**DOCUMENT EXTRACT**
=======
Thursday, August 23, 2007

Rosicrucian: The Occidental Monk

Before I started blogging about games I went through a five or ten year period where I did a lot of reading of kook books. Not cookbooks, kook books. It started with the Principia Discordia and the Book of the Subgenius and the Illuminatus trilogy but soon led me to conspiracy theory rantings and academic/pseudo-academic texts on Freemasonry, Rosicrucians, and such. I note that this was my obsession before I started my gameblog because what I'm about to tell you is something I would have reported immediately on my blog.

In a text compiling earlier sources on Rosicrucians, most of these source being in German as I recall, I came across a report of secret Rosicrucian fighting techniques. If memory serves the story was of a Rosicrucian adept who was thrown into a pit with a hungy lion. This fellow escaped his fate by using punches and throws taught to him by his Rosecroix masters. It was a brief account with little detail, but it was clearly a description of a Western occultist using the fighting arts. On a lion, no less.
=======
**RECORD EXCERPTS**
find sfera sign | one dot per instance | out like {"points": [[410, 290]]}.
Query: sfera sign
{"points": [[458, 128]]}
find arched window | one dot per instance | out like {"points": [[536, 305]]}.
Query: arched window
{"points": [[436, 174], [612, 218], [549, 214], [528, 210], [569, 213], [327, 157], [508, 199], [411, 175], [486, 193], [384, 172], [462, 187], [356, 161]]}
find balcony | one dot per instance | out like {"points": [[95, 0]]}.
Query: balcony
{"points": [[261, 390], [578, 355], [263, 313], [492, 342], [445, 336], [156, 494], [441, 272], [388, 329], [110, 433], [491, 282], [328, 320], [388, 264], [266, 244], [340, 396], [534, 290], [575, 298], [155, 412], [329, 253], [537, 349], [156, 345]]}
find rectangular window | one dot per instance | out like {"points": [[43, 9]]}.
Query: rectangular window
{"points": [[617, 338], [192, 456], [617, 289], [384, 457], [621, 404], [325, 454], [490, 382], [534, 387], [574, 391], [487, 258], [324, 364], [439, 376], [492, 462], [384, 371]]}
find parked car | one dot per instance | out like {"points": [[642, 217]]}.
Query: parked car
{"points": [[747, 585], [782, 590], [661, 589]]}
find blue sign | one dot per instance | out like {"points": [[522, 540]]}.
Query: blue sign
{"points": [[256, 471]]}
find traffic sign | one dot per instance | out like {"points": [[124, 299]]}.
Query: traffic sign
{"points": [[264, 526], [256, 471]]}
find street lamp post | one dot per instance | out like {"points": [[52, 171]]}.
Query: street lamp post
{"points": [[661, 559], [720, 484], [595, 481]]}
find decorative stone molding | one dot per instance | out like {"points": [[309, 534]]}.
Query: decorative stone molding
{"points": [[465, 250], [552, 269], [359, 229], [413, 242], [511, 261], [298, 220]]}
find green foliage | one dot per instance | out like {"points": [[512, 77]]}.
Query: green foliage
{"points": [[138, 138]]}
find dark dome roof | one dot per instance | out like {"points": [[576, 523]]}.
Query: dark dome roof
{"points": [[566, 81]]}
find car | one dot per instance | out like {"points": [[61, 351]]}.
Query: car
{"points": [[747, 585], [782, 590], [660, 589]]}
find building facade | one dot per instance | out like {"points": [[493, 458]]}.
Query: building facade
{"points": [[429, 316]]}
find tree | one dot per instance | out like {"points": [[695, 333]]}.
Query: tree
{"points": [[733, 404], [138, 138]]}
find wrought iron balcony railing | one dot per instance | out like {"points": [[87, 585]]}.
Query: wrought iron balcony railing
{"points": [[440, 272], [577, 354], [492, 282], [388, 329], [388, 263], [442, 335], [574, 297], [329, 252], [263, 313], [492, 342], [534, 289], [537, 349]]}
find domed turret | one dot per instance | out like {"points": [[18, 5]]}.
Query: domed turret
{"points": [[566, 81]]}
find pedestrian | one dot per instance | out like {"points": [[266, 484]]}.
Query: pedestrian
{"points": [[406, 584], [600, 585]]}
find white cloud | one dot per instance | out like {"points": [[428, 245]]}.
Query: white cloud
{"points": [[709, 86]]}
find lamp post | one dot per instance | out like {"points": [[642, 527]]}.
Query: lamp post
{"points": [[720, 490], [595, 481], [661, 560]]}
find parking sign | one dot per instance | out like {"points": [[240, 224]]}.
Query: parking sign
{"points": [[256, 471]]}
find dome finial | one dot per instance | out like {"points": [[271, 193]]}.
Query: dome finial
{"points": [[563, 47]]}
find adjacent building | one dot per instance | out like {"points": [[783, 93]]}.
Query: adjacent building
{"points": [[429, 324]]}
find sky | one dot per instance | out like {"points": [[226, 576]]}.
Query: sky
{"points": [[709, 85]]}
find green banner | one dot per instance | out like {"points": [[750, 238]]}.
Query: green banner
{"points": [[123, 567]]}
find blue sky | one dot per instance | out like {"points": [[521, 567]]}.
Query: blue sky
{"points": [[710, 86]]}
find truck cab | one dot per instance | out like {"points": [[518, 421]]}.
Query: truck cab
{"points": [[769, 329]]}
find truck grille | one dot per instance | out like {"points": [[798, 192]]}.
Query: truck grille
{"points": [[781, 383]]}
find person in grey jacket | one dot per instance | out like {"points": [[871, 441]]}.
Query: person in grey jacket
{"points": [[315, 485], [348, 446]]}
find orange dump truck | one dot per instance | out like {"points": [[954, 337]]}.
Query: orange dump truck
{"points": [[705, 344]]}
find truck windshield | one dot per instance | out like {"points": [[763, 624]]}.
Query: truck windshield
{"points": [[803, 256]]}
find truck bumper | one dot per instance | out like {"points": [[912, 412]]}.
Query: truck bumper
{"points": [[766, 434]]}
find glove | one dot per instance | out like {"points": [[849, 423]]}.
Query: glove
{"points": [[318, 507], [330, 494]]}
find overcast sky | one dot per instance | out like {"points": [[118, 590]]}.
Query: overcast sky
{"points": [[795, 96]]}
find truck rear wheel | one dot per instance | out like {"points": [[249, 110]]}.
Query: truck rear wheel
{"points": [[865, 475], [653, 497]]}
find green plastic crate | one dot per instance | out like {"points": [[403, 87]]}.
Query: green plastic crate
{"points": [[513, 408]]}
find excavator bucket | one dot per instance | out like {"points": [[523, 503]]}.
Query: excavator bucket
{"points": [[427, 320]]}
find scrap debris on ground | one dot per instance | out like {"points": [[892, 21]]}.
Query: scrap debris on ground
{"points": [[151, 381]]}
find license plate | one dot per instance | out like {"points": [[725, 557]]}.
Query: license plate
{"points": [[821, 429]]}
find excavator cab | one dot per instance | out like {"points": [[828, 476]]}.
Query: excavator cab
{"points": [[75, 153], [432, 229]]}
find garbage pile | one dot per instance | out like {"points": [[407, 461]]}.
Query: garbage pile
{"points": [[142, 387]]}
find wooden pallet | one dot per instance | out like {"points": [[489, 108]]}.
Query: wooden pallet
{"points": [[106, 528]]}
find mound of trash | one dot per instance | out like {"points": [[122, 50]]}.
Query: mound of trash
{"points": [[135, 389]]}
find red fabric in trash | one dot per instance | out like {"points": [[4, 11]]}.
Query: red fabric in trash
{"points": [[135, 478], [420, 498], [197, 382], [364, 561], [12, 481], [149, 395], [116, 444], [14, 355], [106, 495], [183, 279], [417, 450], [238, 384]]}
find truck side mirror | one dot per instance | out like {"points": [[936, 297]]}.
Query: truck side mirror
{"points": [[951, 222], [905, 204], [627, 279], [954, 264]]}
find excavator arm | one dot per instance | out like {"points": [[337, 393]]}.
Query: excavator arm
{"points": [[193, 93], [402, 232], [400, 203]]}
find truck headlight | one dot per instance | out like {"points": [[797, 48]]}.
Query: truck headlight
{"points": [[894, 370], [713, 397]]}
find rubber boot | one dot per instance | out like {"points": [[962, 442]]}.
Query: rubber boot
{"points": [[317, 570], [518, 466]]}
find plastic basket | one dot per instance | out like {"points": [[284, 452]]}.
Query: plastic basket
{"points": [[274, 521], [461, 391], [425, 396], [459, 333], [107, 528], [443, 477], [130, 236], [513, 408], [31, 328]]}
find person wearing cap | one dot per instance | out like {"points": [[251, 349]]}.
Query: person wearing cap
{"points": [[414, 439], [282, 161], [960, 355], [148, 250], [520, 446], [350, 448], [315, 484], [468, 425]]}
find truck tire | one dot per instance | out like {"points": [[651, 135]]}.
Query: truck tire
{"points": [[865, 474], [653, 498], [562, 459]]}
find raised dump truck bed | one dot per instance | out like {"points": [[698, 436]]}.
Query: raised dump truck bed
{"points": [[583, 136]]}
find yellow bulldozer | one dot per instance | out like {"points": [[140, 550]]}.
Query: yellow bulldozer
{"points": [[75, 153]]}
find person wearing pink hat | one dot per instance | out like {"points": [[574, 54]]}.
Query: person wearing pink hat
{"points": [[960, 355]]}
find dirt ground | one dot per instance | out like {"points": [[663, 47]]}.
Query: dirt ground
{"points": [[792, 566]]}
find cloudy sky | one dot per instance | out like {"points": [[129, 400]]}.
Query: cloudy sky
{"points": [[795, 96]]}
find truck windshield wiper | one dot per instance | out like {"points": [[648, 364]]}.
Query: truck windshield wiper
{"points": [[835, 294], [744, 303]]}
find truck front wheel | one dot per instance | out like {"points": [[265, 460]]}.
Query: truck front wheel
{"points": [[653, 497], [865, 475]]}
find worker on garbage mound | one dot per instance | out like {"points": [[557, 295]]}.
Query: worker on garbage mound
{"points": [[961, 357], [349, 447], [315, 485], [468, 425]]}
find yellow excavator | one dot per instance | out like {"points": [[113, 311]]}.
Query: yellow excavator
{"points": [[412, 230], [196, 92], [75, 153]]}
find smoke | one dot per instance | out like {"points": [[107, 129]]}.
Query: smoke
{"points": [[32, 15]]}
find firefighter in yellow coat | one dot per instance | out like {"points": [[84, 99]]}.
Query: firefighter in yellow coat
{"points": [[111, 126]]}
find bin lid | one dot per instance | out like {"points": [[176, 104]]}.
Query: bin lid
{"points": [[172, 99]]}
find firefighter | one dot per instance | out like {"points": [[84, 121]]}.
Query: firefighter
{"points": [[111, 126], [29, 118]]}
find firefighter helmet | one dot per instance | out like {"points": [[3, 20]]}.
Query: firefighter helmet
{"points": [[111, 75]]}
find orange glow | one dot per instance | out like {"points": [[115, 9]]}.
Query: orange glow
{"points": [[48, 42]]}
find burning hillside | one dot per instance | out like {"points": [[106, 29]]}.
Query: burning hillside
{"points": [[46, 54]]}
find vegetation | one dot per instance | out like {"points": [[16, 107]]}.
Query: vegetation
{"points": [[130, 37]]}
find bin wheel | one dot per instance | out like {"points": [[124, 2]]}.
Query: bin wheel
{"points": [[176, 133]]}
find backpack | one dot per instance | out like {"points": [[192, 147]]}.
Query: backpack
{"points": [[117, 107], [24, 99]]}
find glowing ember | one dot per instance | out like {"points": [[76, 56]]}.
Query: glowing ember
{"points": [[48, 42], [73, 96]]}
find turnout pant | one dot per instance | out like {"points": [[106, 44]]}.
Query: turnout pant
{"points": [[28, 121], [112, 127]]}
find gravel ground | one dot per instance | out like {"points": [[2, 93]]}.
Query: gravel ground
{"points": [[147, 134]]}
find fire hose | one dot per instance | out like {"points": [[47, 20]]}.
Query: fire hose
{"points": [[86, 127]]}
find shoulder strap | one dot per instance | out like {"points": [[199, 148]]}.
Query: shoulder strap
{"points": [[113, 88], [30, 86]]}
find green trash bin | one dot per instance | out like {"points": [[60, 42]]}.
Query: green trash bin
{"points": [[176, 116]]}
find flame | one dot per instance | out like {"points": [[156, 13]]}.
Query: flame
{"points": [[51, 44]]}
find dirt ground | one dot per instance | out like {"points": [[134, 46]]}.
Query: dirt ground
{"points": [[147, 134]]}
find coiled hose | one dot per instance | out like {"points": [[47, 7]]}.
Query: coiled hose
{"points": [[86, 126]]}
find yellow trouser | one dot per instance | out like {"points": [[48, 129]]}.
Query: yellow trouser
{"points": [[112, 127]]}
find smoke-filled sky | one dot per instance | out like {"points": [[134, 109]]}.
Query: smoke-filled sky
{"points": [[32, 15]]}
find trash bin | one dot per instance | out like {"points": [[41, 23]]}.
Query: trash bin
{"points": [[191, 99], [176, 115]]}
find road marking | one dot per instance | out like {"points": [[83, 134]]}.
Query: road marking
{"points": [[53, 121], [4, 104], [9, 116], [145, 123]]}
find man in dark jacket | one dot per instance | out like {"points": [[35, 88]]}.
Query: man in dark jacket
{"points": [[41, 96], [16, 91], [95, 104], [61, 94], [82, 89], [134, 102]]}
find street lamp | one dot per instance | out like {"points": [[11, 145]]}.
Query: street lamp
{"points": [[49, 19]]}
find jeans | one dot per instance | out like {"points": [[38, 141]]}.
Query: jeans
=======
**YOUR TASKS**
**A)** Rewrite the stretch of the Rosicrucian blog post from "Before I started blogging" through "on my blog.", replacing "conspiracy theory" with "fringe history".
**B)** Name every book or series that the Rosicrucian blog post says started the author's reading of kook books.
**C)** Decide whether each statement agrees with the Rosicrucian blog post, answering yes or no and quoting the words that settle it. (i) The author spent a five or ten year period reading kook books before blogging about games. (ii) Most of the sources compiled in the text on Rosicrucians were in French. (iii) The account of the adept and the lion was long and detailed.

**SOLUTIONS TO THE EXERCISE**
**A)**
Before I started blogging about games I went through a five or ten year period where I did a lot of reading of kook books. Not cookbooks, kook books. It started with the Principia Discordia and the Book of the Subgenius and the Illuminatus trilogy but soon led me to fringe history rantings and academic/pseudo-academic texts on Freemasonry, Rosicrucians, and such. I note that this was my obsession before I started my gameblog because what I'm about to tell you is something I would have reported immediately on my blog.

**B)**
- Principia Discordia
- Book of the Subgenius
- Illuminatus trilogy

**C)**
(i) Yes: "Before I started blogging about games I went through a five or ten year period where I did a lot of reading of kook books."
(ii) No: "most of these source being in German as I recall"
(iii) No: "It was a brief account with little detail"